▶ [SET TASK]
Transcribe the part of the Redhawk pricing thread starting with "## tgc (Apr 16, 2015)" and going on through "in it back.".

# pricing on a redhawk



## jbp84 (Apr 10, 2015)

I found a Redhawk 44 mag blue finish wood grips looks to be 7" barrel I'm guessing. I already have a blackhawk hunter don't really need another 44mag but you just don't see many of these floating around. Just curious whats the going price on a blue finish redhawk. I may buy it anyways can't go wrong buying a gun


----------



## watermedic (Apr 10, 2015)

Looks like if you can get it for less than $600 you did pretty good.


----------



## joshpetty1980 (Apr 10, 2015)

they sell for around $800 so anything less than $700 is a good deal but offer $500 and go up from there


----------



## tgc (Apr 16, 2015)

Sounds nice. I never have run across any redhawk deals.


----------



## blt152 (Apr 17, 2015)

I found a Super Redhawk on GunBroker with a 3x6 Bushnell scope which I got for $600.00 plus $30.00 shipping. My FFL charges $15.00 for a transfer so for $645.00 I think I got a good deal. They are out there you just have to look. I watched this one for two weeks and it had no bids so contacted the seller and he closed the auction at our agreed price plus shipping. He just wanted to get what he had invested in it back.


----------



## tgc (Apr 17, 2015)

I'd love to find a .44 redhawk with 5 1/2" barrel. I mostly find the 7 1/2".

645 total is pretty good! without the scope


----------



## tgc (Apr 17, 2015)

I'd love to find a .44 redhawk with 5 1/2" barrel. I mostly see the 7 1/2".

645 total is pretty good! without the scope


----------



## Dub (Jun 6, 2015)

joshpetty1980 said:


> they sell for around $800 so anything less than $700 is a good deal but offer $500 and go up from there



Where is this that you see them selling for $800 ?

I'm assuming that you are talking about new.

I've not seen a blue Redhawks for sale in years and would like to see them come back.


----------

▶ [EXTRACTED DATA]

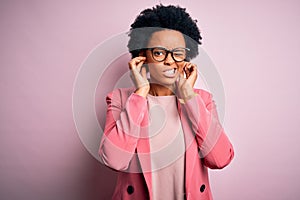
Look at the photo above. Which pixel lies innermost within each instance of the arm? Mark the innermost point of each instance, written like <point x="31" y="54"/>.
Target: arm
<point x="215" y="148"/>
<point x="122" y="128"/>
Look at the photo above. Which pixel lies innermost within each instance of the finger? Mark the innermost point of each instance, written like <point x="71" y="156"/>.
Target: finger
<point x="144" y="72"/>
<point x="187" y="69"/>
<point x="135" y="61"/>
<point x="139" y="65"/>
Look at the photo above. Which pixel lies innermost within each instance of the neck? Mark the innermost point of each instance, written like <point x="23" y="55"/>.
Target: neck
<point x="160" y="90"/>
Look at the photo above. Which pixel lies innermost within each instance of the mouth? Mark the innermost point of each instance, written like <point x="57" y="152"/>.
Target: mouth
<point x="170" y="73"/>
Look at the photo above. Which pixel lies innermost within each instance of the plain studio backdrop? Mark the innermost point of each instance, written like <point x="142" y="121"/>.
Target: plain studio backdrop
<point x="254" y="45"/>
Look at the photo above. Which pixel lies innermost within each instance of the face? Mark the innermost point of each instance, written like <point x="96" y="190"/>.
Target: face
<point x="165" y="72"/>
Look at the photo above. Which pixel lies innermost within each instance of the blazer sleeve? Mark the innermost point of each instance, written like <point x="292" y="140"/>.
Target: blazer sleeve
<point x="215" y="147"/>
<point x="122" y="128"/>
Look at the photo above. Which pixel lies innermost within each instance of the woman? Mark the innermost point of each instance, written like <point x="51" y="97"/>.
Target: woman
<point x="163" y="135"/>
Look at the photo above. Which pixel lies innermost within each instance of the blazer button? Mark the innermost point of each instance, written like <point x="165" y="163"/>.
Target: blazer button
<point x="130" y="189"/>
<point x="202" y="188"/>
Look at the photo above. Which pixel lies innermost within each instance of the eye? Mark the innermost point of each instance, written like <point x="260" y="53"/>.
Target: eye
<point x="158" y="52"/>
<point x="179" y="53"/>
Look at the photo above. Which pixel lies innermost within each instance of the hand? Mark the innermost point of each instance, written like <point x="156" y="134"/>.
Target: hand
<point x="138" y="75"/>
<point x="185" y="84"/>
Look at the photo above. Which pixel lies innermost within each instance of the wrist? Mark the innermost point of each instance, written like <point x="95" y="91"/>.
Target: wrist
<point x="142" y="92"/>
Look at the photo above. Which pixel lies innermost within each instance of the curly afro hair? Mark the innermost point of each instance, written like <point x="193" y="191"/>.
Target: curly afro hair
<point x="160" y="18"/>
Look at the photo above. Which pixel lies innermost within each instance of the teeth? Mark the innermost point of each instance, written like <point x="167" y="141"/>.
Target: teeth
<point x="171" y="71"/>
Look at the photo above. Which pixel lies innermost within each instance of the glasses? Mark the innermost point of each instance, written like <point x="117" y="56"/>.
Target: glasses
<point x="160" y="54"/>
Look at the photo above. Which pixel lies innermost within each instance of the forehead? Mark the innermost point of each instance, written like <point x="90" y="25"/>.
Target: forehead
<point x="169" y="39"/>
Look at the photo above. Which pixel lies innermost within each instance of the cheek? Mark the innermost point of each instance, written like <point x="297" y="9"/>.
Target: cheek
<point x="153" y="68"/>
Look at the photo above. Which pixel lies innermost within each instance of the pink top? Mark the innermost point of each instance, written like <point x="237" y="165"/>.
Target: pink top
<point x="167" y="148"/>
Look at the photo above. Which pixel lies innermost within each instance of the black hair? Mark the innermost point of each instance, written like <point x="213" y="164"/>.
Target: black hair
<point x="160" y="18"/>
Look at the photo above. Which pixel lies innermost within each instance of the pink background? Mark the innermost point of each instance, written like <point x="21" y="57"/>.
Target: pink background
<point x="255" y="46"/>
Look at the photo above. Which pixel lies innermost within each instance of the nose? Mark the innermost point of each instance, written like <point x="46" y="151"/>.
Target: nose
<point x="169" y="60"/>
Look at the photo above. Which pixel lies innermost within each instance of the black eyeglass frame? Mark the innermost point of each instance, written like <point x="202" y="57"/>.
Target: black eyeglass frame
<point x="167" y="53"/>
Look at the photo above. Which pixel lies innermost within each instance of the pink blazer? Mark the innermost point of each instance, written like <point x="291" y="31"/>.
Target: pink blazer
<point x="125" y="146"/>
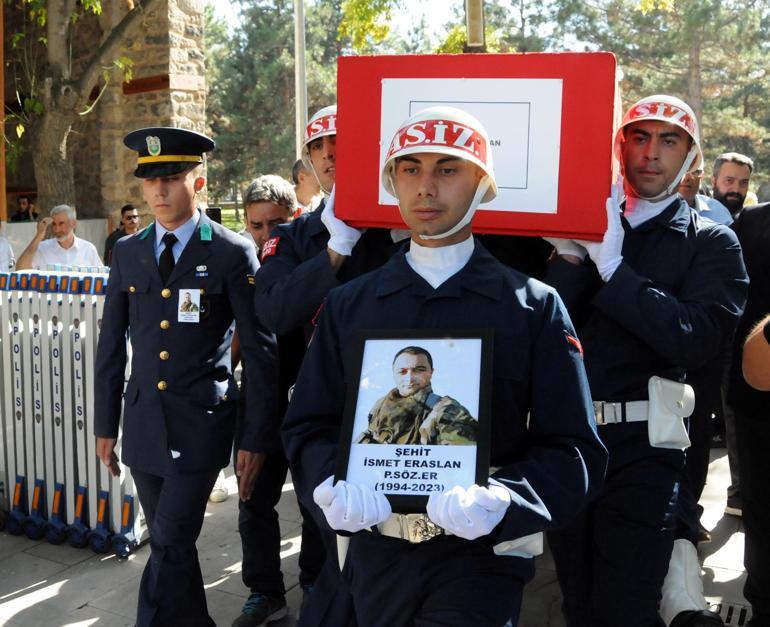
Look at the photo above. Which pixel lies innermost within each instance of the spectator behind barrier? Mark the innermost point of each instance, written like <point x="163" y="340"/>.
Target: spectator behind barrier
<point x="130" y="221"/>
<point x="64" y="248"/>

▶ [SOLUTION BELOW]
## tgc (Apr 16, 2015)

Sounds nice. I never have run across any redhawk deals.


----------



## blt152 (Apr 17, 2015)

I found a Super Redhawk on GunBroker with a 3x6 Bushnell scope which I got for $600.00 plus $30.00 shipping. My FFL charges $15.00 for a transfer so for $645.00 I think I got a good deal. They are out there you just have to look. I watched this one for two weeks and it had no bids so contacted the seller and he closed the auction at our agreed price plus shipping. He just wanted to get what he had invested in it back.